• **SELECTED EXCERPT**:

++++++

Obviously, you have not experienced our method first hand or you would realize how difficult it is to be effective.  Anyone can kill a single hog from 200 yards at night, but it takes an experienced shooter to be proficient at multiple running targets with a rifle and night optics.

How many times have you turned out on eight hogs feeding in a peanut field and caught all eight? The norm is one or two with trained dogs. The norm with a rifle at night is one or two also with inexperienced shooters. When you put trained markmen behind the rifle, the norm increases to six or eight.

This isn't a contest for us. We are giving the farmer a much needed solution to their crop damage problem. It would be hard for you to understand since you are probably not located in an agricultural area.

---JAGER


----------



## hoghunter102 (Nov 4, 2009)

yeah buddy or bigredwon ur dang right we are u no why becaues we dont want a dang x GI JOE comeing in and killing ower hobbies because he can afored a night vision scope . we love hog hunting with ower dogs it beautiful to watch them hunt u should try it some time and russian boars r awsome to hunt. thats why bud  and hes talkin bout leting them loose i florida and no theres been hog around sense the 60 & 70s the the GI JOES came and there just now getting populated agin.


----------



## hevishot (Nov 4, 2009)

hoghunter102 said:


> yeah buddy or bigredwon ur dang right we are u no why becaues we dont want a dang x GI JOE comeing in and killing ower hobbies because he can afored a night vision scope . we love hog hunting with ower dogs it beautiful to watch them hunt u should try it some time and russian boars r awsome to hunt. thats why bud  and hes talkin bout leting them loose i florida and no theres been hog around sense the 60 & 70s the the GI JOES came and there just now getting populated agin.



huh?


----------



## hoghunter102 (Nov 4, 2009)

ok but it just killes me seen u guys load up a truck go out there for about 2 or 3 hrs and come back with 7 out of nine  when we do it for fun and the meat helps use and ower faimlys eat because of how the econimy is and your killing them eight at a time dang iam sorry but thats just trying to exterminate them


----------



## hevishot (Nov 4, 2009)

hoghunter102 said:


> ok but it just killes me seen u guys load up a truck go out there for about 2 or 3 hrs and come back with 7 out of nine  when we do it for fun and the meat helps use and ower faimlys eat because of how the econimy is and your killing them ate at a time dang iam sorry but thats just trying to exterminate them



weyar sposd to caur more about u n the econamy than we shud the American Farmer who grows our food, provides jobs and is an active participant in one of America's most important industries as well as a productive member of society......


----------



## redlevel (Nov 4, 2009)

hevishot said:


> huh?



You don't reckon ol' hh102 done been at the sauce tonight, do you?  His post from early this morning was almost coherent.   I believe that Milwaukee's Best, or whatever his brand is, is doing the typing tonight.


----------



## hevishot (Nov 4, 2009)

sometimes it jest hapuns thata way, red..


----------



## hoghunter102 (Nov 4, 2009)

yep iam a high schooler have a cell phone use to txtin my bad iam not a freaking english teacher its a dang hunting mess board any ways who cares how bad i tipe or if iam a expert is long as u understand me then hush man dang


----------



## SELFBOW (Nov 4, 2009)

++++++

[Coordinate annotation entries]
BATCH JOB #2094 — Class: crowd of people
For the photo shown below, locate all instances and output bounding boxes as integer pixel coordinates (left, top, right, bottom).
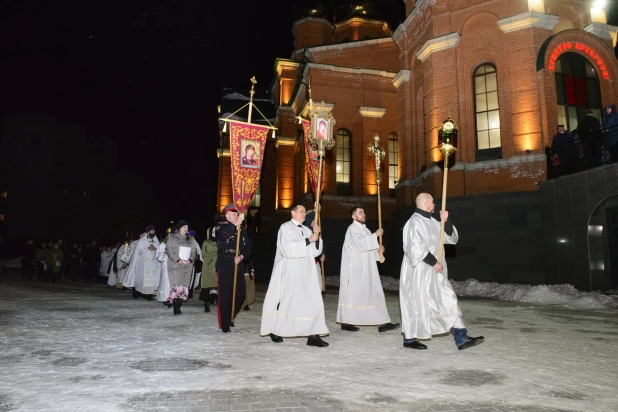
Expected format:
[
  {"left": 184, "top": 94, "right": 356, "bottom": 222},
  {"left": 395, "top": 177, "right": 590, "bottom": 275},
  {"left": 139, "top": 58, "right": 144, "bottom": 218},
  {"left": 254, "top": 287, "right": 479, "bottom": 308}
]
[
  {"left": 0, "top": 193, "right": 484, "bottom": 350},
  {"left": 11, "top": 220, "right": 255, "bottom": 315},
  {"left": 548, "top": 104, "right": 618, "bottom": 177}
]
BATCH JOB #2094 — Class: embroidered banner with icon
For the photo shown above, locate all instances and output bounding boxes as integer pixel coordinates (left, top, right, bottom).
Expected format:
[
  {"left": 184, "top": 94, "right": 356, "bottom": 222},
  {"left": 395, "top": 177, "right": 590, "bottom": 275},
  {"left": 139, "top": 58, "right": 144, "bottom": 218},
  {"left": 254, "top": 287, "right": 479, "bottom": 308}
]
[
  {"left": 230, "top": 121, "right": 270, "bottom": 213},
  {"left": 302, "top": 119, "right": 325, "bottom": 193}
]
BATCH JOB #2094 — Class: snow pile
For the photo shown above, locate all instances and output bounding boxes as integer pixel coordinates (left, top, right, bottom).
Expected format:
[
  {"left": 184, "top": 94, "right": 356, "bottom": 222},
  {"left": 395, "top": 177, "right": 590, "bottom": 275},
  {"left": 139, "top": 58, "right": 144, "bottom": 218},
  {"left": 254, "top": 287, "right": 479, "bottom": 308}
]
[{"left": 326, "top": 276, "right": 618, "bottom": 309}]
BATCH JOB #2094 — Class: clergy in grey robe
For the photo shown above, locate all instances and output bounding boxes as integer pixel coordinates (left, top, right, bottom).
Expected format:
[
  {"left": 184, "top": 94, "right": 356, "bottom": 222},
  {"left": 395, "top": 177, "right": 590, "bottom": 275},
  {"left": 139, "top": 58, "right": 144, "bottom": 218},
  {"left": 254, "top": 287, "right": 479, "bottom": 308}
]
[
  {"left": 399, "top": 193, "right": 484, "bottom": 350},
  {"left": 124, "top": 225, "right": 161, "bottom": 300},
  {"left": 337, "top": 207, "right": 399, "bottom": 332},
  {"left": 260, "top": 204, "right": 328, "bottom": 347}
]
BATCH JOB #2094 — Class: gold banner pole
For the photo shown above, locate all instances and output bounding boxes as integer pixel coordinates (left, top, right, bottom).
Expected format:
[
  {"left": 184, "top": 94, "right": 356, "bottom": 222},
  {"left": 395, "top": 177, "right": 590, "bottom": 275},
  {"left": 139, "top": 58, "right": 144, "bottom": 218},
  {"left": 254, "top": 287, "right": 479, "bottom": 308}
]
[{"left": 367, "top": 133, "right": 386, "bottom": 263}]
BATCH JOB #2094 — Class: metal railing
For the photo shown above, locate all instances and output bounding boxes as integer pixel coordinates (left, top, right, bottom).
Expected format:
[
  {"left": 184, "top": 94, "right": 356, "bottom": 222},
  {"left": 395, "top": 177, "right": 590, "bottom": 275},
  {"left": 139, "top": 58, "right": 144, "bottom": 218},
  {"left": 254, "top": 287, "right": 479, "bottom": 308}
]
[{"left": 545, "top": 125, "right": 618, "bottom": 180}]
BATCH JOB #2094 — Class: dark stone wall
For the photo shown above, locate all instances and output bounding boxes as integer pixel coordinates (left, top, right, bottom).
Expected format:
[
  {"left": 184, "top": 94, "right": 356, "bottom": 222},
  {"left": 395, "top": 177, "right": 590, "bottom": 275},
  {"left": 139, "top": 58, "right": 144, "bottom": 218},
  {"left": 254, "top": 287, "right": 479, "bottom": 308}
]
[
  {"left": 540, "top": 164, "right": 618, "bottom": 290},
  {"left": 385, "top": 192, "right": 545, "bottom": 285}
]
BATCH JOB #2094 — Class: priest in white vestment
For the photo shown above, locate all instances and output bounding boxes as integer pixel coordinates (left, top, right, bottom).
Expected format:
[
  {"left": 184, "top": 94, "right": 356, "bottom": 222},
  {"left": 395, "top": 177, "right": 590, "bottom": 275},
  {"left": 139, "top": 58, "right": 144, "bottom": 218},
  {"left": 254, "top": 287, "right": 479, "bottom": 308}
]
[
  {"left": 260, "top": 204, "right": 328, "bottom": 347},
  {"left": 124, "top": 225, "right": 161, "bottom": 300},
  {"left": 157, "top": 239, "right": 172, "bottom": 308},
  {"left": 399, "top": 193, "right": 484, "bottom": 350},
  {"left": 337, "top": 207, "right": 399, "bottom": 332}
]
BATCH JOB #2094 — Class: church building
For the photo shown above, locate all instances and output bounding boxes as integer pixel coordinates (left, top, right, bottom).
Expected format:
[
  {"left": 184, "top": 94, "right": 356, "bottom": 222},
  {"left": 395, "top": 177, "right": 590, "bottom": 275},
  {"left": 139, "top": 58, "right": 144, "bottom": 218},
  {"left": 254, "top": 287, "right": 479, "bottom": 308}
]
[{"left": 217, "top": 0, "right": 618, "bottom": 288}]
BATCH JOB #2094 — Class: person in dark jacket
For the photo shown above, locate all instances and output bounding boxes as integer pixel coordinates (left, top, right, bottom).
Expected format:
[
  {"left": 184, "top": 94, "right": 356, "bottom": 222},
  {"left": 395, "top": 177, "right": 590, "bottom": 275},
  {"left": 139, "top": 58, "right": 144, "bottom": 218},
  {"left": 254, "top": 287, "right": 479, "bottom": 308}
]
[
  {"left": 601, "top": 104, "right": 618, "bottom": 164},
  {"left": 576, "top": 110, "right": 601, "bottom": 169},
  {"left": 551, "top": 124, "right": 577, "bottom": 175},
  {"left": 21, "top": 240, "right": 36, "bottom": 280}
]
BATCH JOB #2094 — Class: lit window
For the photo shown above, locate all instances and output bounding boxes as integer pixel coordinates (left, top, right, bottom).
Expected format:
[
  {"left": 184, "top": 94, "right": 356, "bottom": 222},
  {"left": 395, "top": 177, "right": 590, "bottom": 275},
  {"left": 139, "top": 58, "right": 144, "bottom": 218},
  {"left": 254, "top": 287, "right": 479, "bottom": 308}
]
[
  {"left": 473, "top": 64, "right": 502, "bottom": 161},
  {"left": 388, "top": 133, "right": 399, "bottom": 189},
  {"left": 336, "top": 129, "right": 352, "bottom": 196}
]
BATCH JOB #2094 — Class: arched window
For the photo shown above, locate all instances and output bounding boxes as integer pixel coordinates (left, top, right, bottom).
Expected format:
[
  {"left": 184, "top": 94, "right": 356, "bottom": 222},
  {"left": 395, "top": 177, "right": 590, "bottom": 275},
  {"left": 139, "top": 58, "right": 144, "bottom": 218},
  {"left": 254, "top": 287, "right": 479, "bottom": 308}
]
[
  {"left": 388, "top": 133, "right": 399, "bottom": 189},
  {"left": 554, "top": 53, "right": 601, "bottom": 130},
  {"left": 473, "top": 64, "right": 502, "bottom": 161},
  {"left": 336, "top": 129, "right": 352, "bottom": 196}
]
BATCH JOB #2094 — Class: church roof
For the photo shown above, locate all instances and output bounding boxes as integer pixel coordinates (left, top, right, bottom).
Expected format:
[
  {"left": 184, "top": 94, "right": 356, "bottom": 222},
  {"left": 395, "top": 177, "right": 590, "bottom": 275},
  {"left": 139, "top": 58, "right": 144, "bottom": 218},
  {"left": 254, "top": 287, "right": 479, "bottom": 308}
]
[
  {"left": 219, "top": 87, "right": 277, "bottom": 125},
  {"left": 293, "top": 0, "right": 405, "bottom": 30}
]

++++++

• **INSTRUCTIONS**:
**A.** Reproduce the passage of the hog hunting thread that begins with the words containing "You don't reckon" and ends with "the typing tonight.".
**B.** In the hog hunting thread, what does the norm increase to when trained marksmen are behind the rifle?

• **THE RESPONSES**:
**A.**
You don't reckon ol' hh102 done been at the sauce tonight, do you?  His post from early this morning was almost coherent.   I believe that Milwaukee's Best, or whatever his brand is, is doing the typing tonight.

**B.** It increases to six or eight.